§ Required work
**a)** Please copy the stretch of the RNLI volunteer account from "Making a difference" through "the hard work.", without changing any words.
**b)** In the RNLI volunteer account, what work does Roger say he has done, either in his career or as a volunteer?
**c)** Continue the account of Roger's volunteering with the RNLI from where it stops.

§ Source passage
Making a difference
After losing a loved one, Roger didn’t know what to do with himself. Looking to give something back to society, he turned towards the RNLI (Royal National Lifeboat Institution).
“For most of my life, I worked in the army training cadets. They were often troubled kids and could certainly be a challenge, but the work was so rewarding. Seeing troublemakers become good citizens was more than worth the hard work.
“Just last year, my life was turned upside down. When I lost my wife to cancer, my world fell apart. Grieving, I looked for something to do to fill my life. I wanted to do something which would protect other people from the kind of trauma that I was going through; specifically, protecting children from losing a loved one.
“It was then that I approached the RNLI as a volunteer, knowing of the lives they save and incredible work they do. However, I was told I was too old to work as part of a lifeboat crew, and in any case lived too far away from the station to be on call.
“I was a little disappointed, but when they said I could work in the shop I saw there was an opportunity here for me to get more involved in the educational side of the RNLI. Aiming to educate children specifically about the dangers of the seaside and boating, I started to visit schools and run classes for young kids.

§ Listed records
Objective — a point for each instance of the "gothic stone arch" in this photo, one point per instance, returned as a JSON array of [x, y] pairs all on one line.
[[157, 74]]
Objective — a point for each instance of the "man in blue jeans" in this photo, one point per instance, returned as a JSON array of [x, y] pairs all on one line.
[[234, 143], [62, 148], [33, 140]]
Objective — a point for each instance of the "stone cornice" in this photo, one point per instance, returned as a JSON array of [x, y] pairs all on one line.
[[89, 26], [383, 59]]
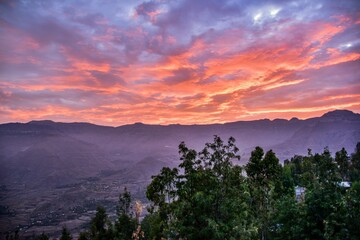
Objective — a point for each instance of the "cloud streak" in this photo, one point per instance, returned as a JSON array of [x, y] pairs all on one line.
[[165, 62]]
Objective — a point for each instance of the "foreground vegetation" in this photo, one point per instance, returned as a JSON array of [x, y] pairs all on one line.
[[209, 197]]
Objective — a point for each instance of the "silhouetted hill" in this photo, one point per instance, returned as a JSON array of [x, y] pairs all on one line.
[[44, 150]]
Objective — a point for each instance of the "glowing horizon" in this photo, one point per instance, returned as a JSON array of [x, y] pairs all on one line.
[[168, 62]]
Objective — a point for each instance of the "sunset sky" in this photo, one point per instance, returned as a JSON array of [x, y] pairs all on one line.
[[186, 61]]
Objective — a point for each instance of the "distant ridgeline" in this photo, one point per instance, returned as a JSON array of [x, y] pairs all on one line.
[[208, 197], [56, 174]]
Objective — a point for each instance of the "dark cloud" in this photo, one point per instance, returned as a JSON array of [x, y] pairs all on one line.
[[181, 75], [107, 79]]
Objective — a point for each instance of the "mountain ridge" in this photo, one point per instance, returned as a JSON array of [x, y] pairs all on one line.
[[45, 164], [338, 113]]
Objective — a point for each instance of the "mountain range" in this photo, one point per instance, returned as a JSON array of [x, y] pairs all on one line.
[[47, 165]]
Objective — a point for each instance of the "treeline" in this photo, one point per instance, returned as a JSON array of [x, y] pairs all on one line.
[[208, 197]]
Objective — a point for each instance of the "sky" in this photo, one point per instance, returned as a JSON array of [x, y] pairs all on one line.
[[185, 61]]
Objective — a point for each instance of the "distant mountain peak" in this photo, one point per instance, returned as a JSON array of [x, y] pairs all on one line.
[[41, 122]]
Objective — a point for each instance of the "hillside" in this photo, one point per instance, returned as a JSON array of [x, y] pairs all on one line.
[[47, 165]]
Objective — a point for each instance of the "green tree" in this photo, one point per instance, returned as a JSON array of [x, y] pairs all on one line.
[[355, 164], [208, 200], [125, 224], [84, 236], [101, 227], [264, 174], [43, 236], [343, 161]]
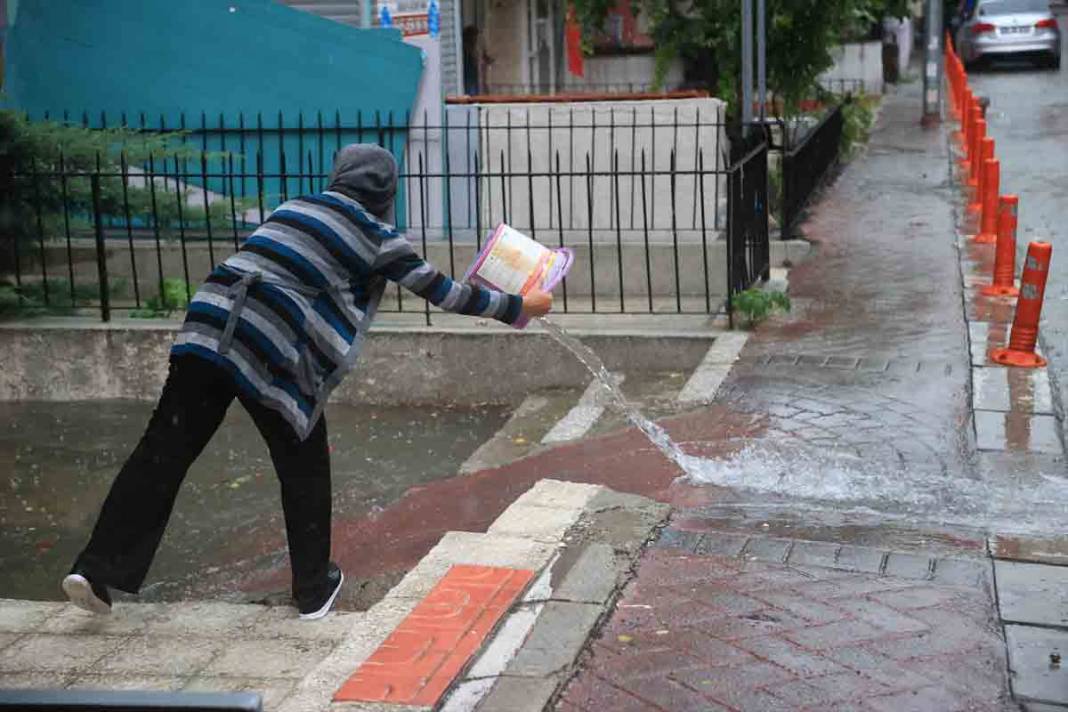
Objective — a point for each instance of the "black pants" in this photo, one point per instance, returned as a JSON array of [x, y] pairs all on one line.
[[191, 407]]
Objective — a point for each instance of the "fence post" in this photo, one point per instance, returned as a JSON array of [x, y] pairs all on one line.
[[101, 257]]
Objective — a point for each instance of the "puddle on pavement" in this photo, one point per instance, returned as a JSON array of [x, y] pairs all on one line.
[[58, 459], [836, 481]]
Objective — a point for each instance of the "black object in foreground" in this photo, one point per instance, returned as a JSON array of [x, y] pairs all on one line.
[[85, 700]]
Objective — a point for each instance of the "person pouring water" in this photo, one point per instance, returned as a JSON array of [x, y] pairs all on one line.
[[276, 327]]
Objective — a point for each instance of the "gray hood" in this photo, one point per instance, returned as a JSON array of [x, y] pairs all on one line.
[[366, 173]]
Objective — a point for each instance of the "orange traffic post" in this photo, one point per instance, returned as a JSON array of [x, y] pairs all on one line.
[[961, 136], [1029, 310], [988, 219], [974, 155], [986, 153], [1005, 254]]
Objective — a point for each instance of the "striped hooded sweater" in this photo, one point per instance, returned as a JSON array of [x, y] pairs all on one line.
[[286, 315]]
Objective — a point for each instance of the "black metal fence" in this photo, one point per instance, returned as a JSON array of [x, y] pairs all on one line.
[[805, 163], [749, 254], [660, 220]]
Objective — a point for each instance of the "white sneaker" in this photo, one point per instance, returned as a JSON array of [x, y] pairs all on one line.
[[308, 612], [88, 596]]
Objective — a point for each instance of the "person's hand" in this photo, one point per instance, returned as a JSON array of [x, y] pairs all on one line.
[[537, 303]]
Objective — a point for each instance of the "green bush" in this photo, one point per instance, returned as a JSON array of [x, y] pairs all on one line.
[[858, 116], [757, 304], [36, 203], [174, 298], [59, 299]]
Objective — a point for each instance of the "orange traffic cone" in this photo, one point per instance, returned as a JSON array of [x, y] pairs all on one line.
[[988, 220], [986, 153], [1029, 310], [973, 154], [1005, 255]]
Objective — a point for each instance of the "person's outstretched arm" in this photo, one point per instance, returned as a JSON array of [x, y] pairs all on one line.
[[398, 263]]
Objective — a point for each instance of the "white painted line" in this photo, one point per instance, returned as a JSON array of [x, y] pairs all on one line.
[[481, 458], [1017, 390], [584, 415], [713, 368]]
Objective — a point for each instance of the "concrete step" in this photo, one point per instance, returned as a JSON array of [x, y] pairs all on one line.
[[572, 544]]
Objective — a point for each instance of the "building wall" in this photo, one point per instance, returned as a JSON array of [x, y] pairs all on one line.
[[503, 34], [235, 62], [858, 61]]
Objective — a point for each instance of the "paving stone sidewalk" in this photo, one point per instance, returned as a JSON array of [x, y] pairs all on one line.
[[872, 368], [719, 621]]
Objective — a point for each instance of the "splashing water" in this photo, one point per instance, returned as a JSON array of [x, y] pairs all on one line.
[[600, 373], [845, 480]]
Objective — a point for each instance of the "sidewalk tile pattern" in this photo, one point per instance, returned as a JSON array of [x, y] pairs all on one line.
[[421, 658], [713, 632]]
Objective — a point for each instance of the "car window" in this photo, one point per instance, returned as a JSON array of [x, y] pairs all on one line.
[[1012, 6]]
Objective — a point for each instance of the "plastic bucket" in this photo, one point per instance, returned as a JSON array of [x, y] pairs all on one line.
[[513, 263]]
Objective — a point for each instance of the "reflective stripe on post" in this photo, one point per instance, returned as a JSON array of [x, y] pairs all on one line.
[[1005, 254], [1029, 311]]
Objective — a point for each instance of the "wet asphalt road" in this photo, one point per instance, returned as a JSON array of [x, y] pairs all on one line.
[[58, 459], [1029, 120]]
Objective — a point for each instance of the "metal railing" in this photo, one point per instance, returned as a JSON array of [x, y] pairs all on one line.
[[805, 163], [749, 254], [642, 200]]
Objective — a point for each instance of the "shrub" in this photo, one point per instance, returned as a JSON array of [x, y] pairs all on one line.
[[757, 304]]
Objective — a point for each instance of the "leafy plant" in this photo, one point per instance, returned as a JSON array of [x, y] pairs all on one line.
[[46, 190], [757, 304], [58, 298], [706, 35], [174, 298]]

§ Your responses
**a)**
Making a difference
After losing a loved one, Roger didn’t know what to do with himself. Looking to give something back to society, he turned towards the RNLI (Royal National Lifeboat Institution).
“For most of my life, I worked in the army training cadets. They were often troubled kids and could certainly be a challenge, but the work was so rewarding. Seeing troublemakers become good citizens was more than worth the hard work.

**b)**
- Training cadets in the army
- Visiting schools
- Running classes for young kids

**c)**
“I’ll take classes of about 30 kids, teaching them all about the history of lifeboats and the risks which lifeboat crews put themselves under to rescue drowning swimmers and the like.
“I don’t aim to scare the children – rather show them how to be safe at the seaside. Being so young, it can be hard to keep their attention sometimes! But it is so rewarding to see kids playing and having fun and knowing that they are educated in how to stay safe.
“I really feel that I am making a big difference, and it’s a wonderful feeling to know that these kids or their parents won’t have the sea to blame for the kind of loss that I went through.”